Republicans also got lucky in their choice of an attorney general candidate. Jason Miyares just barely beat out Chuck Smith, who ran as a full-on gun-toting Trumper and had an interesting history out of the memory of most Republicans. In 1987, Smith lived in Roanoke and briefly sought the Republican nomination for the state Senate. When party leaders objected for various reasons, Smith threatened to run as an independent and then later declared, “I intend to support the Democratic Party … and return to the party where I feel at home.” If Smith had won the nomination, which he almost did, Republicans would have been surprised to find their nominee at one time forsook the party. Given Miyares’ narrow win over Herring, it’s fair to say that the Trump-embracing Smith would not have won that election – and might have been a big enough distraction that Youngkin might not have, either. Smith would have been a juicy target for Democrats in a way that Miyares was not. Big picture: Republicans didn’t reject Trump, they just nominated candidates who effectively ignored him and ran their own campaigns – as normal, pre-Trump Republicans, save a few nods toward “election integrity.”

::::

# [WRITTEN TASKS]
- a) List every person named in the passage about the attorney general race.
- b) Write a continuation of the passage about the attorney general race, picking up after its final sentence.
The data that follows is not needed for this work.

Point labeling data:
::::

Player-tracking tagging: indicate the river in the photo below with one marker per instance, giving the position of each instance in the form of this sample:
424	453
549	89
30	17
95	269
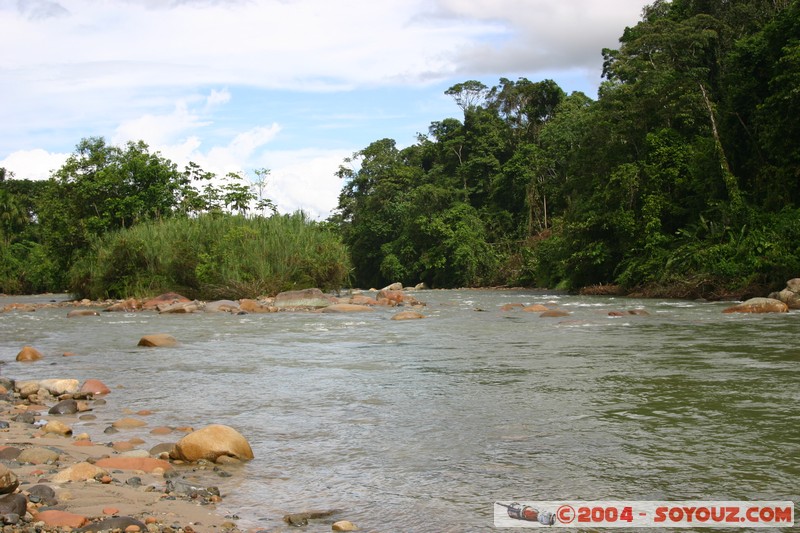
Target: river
422	425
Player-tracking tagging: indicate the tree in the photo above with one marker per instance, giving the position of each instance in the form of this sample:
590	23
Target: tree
468	95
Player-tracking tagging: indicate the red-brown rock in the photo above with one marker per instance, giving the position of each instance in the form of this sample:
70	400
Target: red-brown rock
56	518
759	305
346	308
536	308
554	313
29	353
158	340
94	386
210	443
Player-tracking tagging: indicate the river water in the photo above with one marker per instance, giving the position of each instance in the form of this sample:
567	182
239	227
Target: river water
422	425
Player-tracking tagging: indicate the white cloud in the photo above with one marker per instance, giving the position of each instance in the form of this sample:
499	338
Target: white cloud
36	164
304	179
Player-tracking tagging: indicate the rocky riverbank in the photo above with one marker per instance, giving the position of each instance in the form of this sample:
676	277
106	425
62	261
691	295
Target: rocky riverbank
54	476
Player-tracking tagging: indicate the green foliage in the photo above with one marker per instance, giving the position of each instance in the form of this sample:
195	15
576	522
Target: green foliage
210	256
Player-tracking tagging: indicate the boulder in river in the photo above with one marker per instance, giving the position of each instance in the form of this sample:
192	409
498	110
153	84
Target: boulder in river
82	312
305	298
29	353
211	442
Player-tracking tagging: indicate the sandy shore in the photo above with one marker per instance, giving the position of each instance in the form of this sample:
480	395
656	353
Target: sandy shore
173	498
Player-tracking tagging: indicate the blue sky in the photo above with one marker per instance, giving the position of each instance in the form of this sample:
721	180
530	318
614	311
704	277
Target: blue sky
294	86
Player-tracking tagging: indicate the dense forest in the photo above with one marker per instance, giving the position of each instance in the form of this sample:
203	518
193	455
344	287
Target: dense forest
123	221
682	178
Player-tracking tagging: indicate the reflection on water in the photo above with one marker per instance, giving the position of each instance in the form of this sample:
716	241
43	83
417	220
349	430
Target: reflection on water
422	425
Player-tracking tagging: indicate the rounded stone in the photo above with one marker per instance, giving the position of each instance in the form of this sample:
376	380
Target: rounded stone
65	407
8	480
55	518
211	442
128	423
94	386
78	472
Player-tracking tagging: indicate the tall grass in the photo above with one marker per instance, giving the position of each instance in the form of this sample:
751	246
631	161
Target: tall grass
209	257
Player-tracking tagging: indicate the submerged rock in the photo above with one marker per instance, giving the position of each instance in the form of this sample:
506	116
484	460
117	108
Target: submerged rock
117	523
29	353
347	308
303	298
158	340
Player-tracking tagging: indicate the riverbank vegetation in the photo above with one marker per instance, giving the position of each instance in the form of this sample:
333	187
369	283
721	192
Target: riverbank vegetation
119	222
681	179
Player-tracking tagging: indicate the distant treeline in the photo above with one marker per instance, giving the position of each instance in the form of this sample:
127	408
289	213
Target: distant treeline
682	178
122	221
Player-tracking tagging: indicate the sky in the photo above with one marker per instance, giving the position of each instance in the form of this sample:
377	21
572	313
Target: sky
293	86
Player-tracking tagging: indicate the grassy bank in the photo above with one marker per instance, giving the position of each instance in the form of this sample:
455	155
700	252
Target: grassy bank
212	257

::::

# [ANSWERS PROVIDED]
- a) Jason Miyares, Chuck Smith, Herring, Youngkin, Trump

- b)
Now, can this Republican victory be duplicated? It’s always a mistake to try to re-fight the wars of the past – or the elections. Times change, issues change, feelings change. Republicans got very lucky this year. It may be hard to produce another electorate where rural voters punch such outsized weight. (As has been widely reported, turnout in rural areas was up far more than it was in Democratic-voting urban areas.) But Republicans did show something important: It’s possible to move past Trump. Voters looked at Youngkin, concluded he wasn’t a Trumper, and judged him on his merits, something they couldn’t do for Gillespie four years ago. Likewise they gave Republican House candidates a hearing, which turned out to be bad news for the seven Democrats who lost. Republicans would be making a mistake if they conclude from 2021 that Virginia is a Republican state again, but Democrats would be making a mistake if they conclude this was some freak alignment of the stars and they are sure to win every future election. On the contrary, this may be more of a return to something approaching normal.

Updated Dec. 1 to account for some special elections.